Supplied data →
☆ ☆ ☆ ☆ ☆
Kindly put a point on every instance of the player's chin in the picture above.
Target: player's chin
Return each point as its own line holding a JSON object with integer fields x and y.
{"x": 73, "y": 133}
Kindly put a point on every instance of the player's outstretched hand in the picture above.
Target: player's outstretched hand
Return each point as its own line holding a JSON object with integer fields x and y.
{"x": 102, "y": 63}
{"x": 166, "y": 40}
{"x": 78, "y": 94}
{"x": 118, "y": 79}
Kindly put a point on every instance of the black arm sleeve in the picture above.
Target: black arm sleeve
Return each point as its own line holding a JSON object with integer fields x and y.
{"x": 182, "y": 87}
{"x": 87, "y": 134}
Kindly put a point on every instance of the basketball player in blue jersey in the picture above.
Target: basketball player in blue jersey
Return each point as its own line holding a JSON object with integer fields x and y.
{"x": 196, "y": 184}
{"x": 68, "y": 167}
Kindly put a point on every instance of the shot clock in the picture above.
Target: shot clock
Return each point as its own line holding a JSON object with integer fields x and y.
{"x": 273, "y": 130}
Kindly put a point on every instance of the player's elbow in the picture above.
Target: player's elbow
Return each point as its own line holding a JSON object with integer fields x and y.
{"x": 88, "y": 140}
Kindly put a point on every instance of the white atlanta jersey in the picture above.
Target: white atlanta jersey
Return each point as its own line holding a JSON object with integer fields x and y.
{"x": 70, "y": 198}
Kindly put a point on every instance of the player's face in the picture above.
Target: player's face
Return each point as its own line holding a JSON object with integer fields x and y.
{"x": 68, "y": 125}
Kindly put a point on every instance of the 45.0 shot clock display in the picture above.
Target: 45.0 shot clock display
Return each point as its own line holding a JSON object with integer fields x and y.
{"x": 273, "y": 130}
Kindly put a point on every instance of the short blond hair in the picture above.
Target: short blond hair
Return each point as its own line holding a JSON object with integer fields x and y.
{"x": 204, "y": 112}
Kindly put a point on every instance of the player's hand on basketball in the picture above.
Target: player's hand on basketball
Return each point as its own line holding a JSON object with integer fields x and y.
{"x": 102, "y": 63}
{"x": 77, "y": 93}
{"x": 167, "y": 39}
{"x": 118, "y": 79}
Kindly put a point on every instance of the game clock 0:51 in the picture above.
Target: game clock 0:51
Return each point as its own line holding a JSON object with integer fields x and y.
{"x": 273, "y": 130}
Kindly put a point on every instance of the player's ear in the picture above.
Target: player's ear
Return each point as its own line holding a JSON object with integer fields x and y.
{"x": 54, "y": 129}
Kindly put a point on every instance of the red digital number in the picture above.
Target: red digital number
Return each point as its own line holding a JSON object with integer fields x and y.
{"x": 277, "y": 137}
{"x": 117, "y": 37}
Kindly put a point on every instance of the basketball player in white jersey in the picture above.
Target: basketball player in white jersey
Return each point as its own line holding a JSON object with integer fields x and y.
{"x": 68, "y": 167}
☆ ☆ ☆ ☆ ☆
Exercise goal → Reproduce the full listing exactly.

Exercise result →
Kindly put a point on every instance of the player's chin in the picture above.
Target: player's chin
Return each point as its own line holding a JSON object with integer fields x and y.
{"x": 73, "y": 133}
Kindly put a point on every instance of the player's outstretched hand in the picture above.
Target: player's outstretched hand
Return each point as its own line holding a JSON object with integer fields x and y.
{"x": 102, "y": 63}
{"x": 166, "y": 40}
{"x": 78, "y": 94}
{"x": 118, "y": 79}
Kindly put a point on every instance of the black arm sleeve in the picture above.
Target: black arm sleeve
Return each point as its own line holding a JSON object with integer fields x and y.
{"x": 182, "y": 87}
{"x": 87, "y": 134}
Kindly put a point on every instance of the basketball player in blue jersey in the picture above.
Target: basketball player in blue jersey
Return each point as its own line holding a JSON object with integer fields x and y.
{"x": 196, "y": 184}
{"x": 68, "y": 167}
Kindly put a point on every instance of the shot clock in the picture above.
Target: shot clock
Return each point as its own line holding a JSON object with integer fields x and y.
{"x": 273, "y": 130}
Kindly put a point on every instance of the player's elbow in the picture above.
Target: player's elbow
Return each point as its own line holding a JSON object with integer fields x and y.
{"x": 88, "y": 140}
Kindly put a point on every instance of the white atlanta jersey in the picture above.
Target: white atlanta jersey
Return each point as its own line holding a JSON object with integer fields x and y.
{"x": 70, "y": 198}
Kindly put a point on every instance of the player's face in the picture above.
Target: player's face
Return each point as its own line holding a JSON object with integer fields x and y.
{"x": 68, "y": 125}
Kindly put a point on every instance of the 45.0 shot clock display in the picture above.
Target: 45.0 shot clock display
Return each point as its own line holding a JSON object with integer fields x and y.
{"x": 273, "y": 130}
Kindly put a point on every instance of the short blond hair in the picture above.
Target: short blond hair
Return each point as its own line holding a JSON object with integer fields x and y.
{"x": 204, "y": 112}
Kindly put a point on every instance of the player's hand on basketball in the picture above.
Target: player's hand on basketball
Return each point as its own line holding a JSON object with integer fields x and y.
{"x": 102, "y": 63}
{"x": 77, "y": 93}
{"x": 167, "y": 39}
{"x": 118, "y": 79}
Kindly put a point on every instance of the game clock 0:51 in the picture above.
Target: game clock 0:51
Return each point as its own line holding a JSON object with integer fields x and y.
{"x": 273, "y": 130}
Kindly put a point on every instance of the player's ear in the picture above.
Target: player's ear
Return each point as its own line holding a JSON object with integer fields x and y.
{"x": 54, "y": 129}
Kindly put a point on every instance of the red digital number in the picture above.
Target: red digital number
Return each point as its own line holding a JSON object with integer fields x and y.
{"x": 277, "y": 137}
{"x": 117, "y": 37}
Kindly put a point on every instance of the basketball player in white jersey in the picture above.
Target: basketball player in white jersey
Return each point as its own line holding a JSON object with integer fields x and y.
{"x": 68, "y": 167}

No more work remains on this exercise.